TEXTO DA PÁGINA
-----
Com 20 anos de experiência na Delegacia de Mulheres, a
delegada Silvana Fiorilo diz que a elucidação de crimes e prisões de
agressores, como o do ex-médico Roger Abdelmassih, encorajam mais mulheres a
enfrentar a dor e denunciar. “É doloroso porque mexe com a intimidade. Muitas
mulheres não querem retirar a cortina desse drama e reviver tudo na presença do
policial, do promotor ou do juiz.” Mas Silvana destaca: “Elas, talvez, não
possam imaginar a contribuição que dão à sociedade ao denunciar. Com a prisão
do agressor, outras pessoas deixarão de passar pelo mesmo drama”.
ONDE DENUNCIAR
Delegacia de Mulheres
Rua Aimorés, 3.005 – Barro Preto (31) 3291-2931
Casa de Direitos Humanos
Avenida Amazonas, 588 (atendimento 24 horas)
Casos marcantes na
capital
Frentista acusado de
abusar de sete adolescentes
No fim De 2011, a polícia prendeu o frentista Anderson
Cleiton Elariedy, de 19 anos, indiciado por estupro e pelo assassinato da
estudante Ludmila Fernanda Almeida Marques, de 18. Houve protestos (foto) e a
divulgação do retrato do acusado levou sete mulheres a procurar a delegacia e
denunciá-lo. Entre as vítimas, adolescentes de 15, 16, 17 anos.
Sargento da PM é
preso suspeito de abusar de adolescentes e mulheres
Um sargento da Orquestra Sinfônica da PM foi denunciado pelo
MP pelo estupro de sete mulheres e de tentar atacar outras duas em BH e região
metropolitana. Vítimas relataram que eram ameaçadas com faca, foice, canivete
ou machadinha e eram obrigadas a entrar em um Fusca de cor clara. O militar foi
preso na Academia de Polícia.
-----
Registros salvos:

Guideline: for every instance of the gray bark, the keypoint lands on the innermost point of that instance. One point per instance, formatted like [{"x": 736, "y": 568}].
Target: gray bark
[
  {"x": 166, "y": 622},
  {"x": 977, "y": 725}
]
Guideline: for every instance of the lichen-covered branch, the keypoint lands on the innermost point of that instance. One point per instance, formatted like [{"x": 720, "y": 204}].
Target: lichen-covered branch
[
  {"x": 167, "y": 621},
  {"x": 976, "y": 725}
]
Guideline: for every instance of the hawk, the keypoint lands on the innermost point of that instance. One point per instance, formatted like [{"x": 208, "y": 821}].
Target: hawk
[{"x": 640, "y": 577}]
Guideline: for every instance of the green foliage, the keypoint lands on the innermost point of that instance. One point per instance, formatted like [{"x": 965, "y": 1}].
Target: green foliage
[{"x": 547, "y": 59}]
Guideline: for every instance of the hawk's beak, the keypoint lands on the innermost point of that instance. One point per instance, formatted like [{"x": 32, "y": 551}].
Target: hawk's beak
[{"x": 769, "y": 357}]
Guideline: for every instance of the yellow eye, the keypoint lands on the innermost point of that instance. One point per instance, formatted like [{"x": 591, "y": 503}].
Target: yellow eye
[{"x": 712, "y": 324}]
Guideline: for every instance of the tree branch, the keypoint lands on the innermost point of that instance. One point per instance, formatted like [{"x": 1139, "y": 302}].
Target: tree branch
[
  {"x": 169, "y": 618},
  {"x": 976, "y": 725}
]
-----
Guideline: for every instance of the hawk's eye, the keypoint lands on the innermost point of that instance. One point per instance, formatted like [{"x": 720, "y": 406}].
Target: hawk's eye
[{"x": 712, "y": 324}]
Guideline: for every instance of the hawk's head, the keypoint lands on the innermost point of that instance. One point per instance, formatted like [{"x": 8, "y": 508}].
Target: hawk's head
-----
REQUISITOS DAS TAREFAS
**A.** Transcreva da matéria sobre denúncias de crimes sexuais o trecho que começa nas palavras "ONDE DENUNCIAR" e vai até "16, 17 anos.".
**B.** Dê continuidade à matéria sobre denúncias de crimes sexuais a partir do ponto em que ela termina.

RESPOSTAS POR TAREFA
**A.**
ONDE DENUNCIAR
Delegacia de Mulheres
Rua Aimorés, 3.005 – Barro Preto (31) 3291-2931
Casa de Direitos Humanos
Avenida Amazonas, 588 (atendimento 24 horas)
Casos marcantes na
capital
Frentista acusado de
abusar de sete adolescentes
No fim De 2011, a polícia prendeu o frentista Anderson
Cleiton Elariedy, de 19 anos, indiciado por estupro e pelo assassinato da
estudante Ludmila Fernanda Almeida Marques, de 18. Houve protestos (foto) e a
divulgação do retrato do acusado levou sete mulheres a procurar a delegacia e
denunciá-lo. Entre as vítimas, adolescentes de 15, 16, 17 anos.

**B.**
Ex-bancário suspeito
de estuprar 16 mulheres
Um dos casos maior repercussão em Minas é do ex-bancário
Pedro Meyer, de 57, acusado de estuprar 16 mulheres, entre 1990 e 1998. Segundo
as vítimas, ele agia com arma de fogo, usava óculos escuros e boné. Na maioria
das vezes, levava as mulheres para o estacionamento ou para o último andar dos
prédios.
Ex-juiz é preso por
pedofilia
No início de maio, um ex-juiz foi preso em BH suspeito de
abusar de um garoto 11 anos. A vítima foi encontrada escondida debaixo de uma
cama no apartamento do homem no Bairro Santa Amélia, na Região da Pampulha. Um
tio do menino se apresentou à polícia e disse que também era abusado pelo
suspeito. Mário José Pinto Rocha, de 65, o acusado, foi condenado a 12 anos de
prisão.
É preciso preservar
as provas do crime
A criação da Lei Maria da Penha, que trata da violência
contra a mulher, foi um grande avanço na proteção de vítimas de crimes sexuais
e punição dos agressores. Mas, para ser efetiva na erradicação desse tipo de
violência, a polícia reforça a necessidade de que as provas técnicas, como
sêmen e marcas no corpo, sejam preservadas. De acordo com a delegada Silvana
Fiorilo, a vítima deve, logo após o ataque, procurar a delegacia e denunciar o
criminoso. “Ela deve ir sem tomar banho ou antes de fazer qualquer tipo de
higiene.” De lá, a mulher agredida é levada a uma unidade de saúde para passar
por exames e fornecer material genético que possa ajudar na identificação e
prisão do autor do crime.
Ainda que a mulher não se sinta confortável a seguir com o
inquérito policial, a delegada orienta que ela deve procurar a polícia para
registro da ocorrência e para que possa ser atendida pela rede de assistência a
vítimas de crimes sexuais. “Com o comparecimento da vítima, o material genético
poderá ser coletado e armazenado em um banco de dados para cruzamento de
informações em caso de múltiplos ataques ou naqueles em que já há um acusado”,
diz Silvana. A chamada cadeia de custódia, um laboratório que armazena as
cargas genéticas no Instituto de Criminalística da Polícia Civil, na capital,
já contribuiu para a elucidação de vários crimes, segundo a delegada.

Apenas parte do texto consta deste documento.